Stored records:

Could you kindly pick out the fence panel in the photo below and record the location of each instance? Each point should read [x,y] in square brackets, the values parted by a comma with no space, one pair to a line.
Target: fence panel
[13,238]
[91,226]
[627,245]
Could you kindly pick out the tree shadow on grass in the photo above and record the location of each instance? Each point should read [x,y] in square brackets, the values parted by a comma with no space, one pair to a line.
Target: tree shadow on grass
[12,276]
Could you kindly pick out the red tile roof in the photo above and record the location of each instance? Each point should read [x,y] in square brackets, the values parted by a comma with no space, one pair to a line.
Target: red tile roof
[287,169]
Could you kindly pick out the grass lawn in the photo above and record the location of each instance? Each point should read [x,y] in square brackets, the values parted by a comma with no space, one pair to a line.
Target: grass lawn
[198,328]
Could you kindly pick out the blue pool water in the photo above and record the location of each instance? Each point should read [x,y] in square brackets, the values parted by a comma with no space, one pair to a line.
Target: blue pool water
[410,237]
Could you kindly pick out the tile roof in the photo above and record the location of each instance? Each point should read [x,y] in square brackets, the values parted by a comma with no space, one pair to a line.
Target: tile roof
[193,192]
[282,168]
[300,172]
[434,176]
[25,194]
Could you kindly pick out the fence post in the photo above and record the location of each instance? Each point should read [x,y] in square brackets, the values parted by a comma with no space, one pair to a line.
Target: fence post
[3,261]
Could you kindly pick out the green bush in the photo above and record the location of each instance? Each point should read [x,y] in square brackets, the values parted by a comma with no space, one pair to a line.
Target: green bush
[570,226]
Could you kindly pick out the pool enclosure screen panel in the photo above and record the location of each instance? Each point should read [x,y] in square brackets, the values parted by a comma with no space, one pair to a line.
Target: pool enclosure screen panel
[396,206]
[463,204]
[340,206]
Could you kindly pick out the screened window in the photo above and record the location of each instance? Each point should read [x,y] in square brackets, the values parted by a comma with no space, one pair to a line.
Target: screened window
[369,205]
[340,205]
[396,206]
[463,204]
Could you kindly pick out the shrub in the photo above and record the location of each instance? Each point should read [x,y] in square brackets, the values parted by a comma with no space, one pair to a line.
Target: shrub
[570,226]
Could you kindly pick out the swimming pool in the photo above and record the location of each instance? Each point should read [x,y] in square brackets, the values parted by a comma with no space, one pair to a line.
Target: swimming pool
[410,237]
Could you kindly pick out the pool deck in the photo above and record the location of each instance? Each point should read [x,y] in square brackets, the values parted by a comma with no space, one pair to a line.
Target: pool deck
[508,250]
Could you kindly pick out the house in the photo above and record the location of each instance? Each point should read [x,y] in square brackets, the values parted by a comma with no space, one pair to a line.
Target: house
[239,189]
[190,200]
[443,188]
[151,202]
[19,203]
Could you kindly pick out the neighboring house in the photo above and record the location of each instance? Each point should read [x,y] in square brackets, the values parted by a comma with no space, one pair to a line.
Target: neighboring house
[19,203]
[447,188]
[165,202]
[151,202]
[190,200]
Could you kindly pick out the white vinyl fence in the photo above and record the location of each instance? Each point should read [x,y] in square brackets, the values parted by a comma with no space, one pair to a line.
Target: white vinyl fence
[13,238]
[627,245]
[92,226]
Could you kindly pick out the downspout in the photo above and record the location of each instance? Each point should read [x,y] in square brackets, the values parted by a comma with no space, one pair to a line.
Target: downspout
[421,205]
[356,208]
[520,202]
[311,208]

● WHAT YOU WILL DO:
Reproduce only the lines between the line containing "Could you kindly pick out the swimming" and the last line of the records, those two lines included, exactly.

● EXERCISE OUTPUT:
Could you kindly pick out the swimming pool in the photo above and record the location of each instance? Each point should read [x,y] in square brackets, the values parted by a comma with no space, one pair to a line.
Target: swimming pool
[410,237]
Could you kindly pick out the pool deck in the photo above and record the location of each instance? Each point should read [x,y] in square brackets, the values parted by a comma with no space, one pair to a line.
Target: pool deck
[508,250]
Could you kindly pick out the house in the photo above and record the location of each instance? Each point should read [x,y] in square brackets, the values parted by a comma with no space, one pair to a line.
Target: house
[239,189]
[190,200]
[443,188]
[151,202]
[19,203]
Could you kindly pick out the neighboring house in the photo above and record the location of each instance? Each point should read [x,y] in square brackets, the values parted by a comma with no space, one pair to a line.
Target: neighboring house
[19,203]
[447,188]
[165,202]
[151,202]
[190,200]
Could you kindly pick out the white vinyl fence in the photo above and record the location of each instance? Each point should read [x,y] in square brackets, the values parted by a comma with no space, one pair to a line.
Target: white vinyl fence
[13,238]
[627,245]
[92,226]
Could you kindly pick out the downspout in the photo above and record the location of each instance? Each point should read [x,y] in square brackets, the values parted by a comma with no space, one pair to a line.
Target: downspout
[421,205]
[356,208]
[520,202]
[311,208]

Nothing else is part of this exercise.